(Task item)
Counting task for the data below: how many lines hold the word "where"? Answer with the number only.

Entries taken from a collection:
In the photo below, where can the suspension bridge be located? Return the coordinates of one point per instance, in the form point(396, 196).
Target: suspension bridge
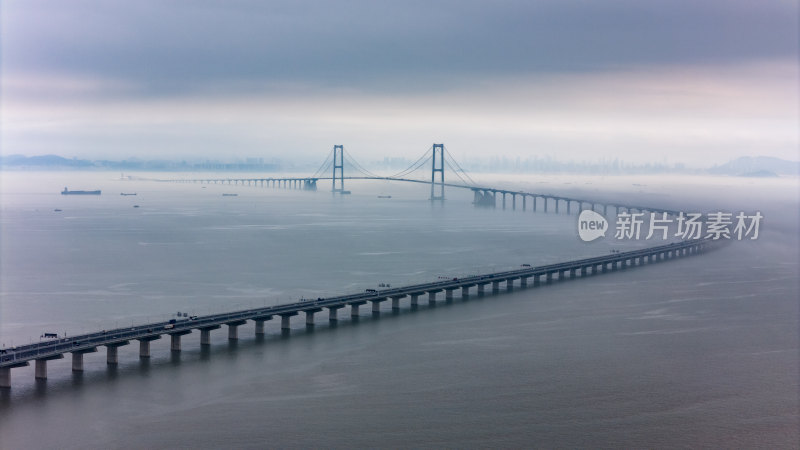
point(434, 161)
point(438, 158)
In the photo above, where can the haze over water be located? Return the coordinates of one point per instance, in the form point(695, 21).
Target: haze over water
point(694, 352)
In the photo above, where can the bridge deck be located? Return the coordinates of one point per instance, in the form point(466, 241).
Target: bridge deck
point(21, 355)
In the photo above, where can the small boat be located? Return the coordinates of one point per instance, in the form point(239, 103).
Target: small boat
point(68, 192)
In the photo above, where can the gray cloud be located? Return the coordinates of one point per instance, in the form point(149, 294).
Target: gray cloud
point(180, 46)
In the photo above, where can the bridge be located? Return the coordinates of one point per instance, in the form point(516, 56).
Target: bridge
point(80, 345)
point(439, 158)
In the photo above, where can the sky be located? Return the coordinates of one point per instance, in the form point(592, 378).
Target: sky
point(697, 82)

(Task output)
7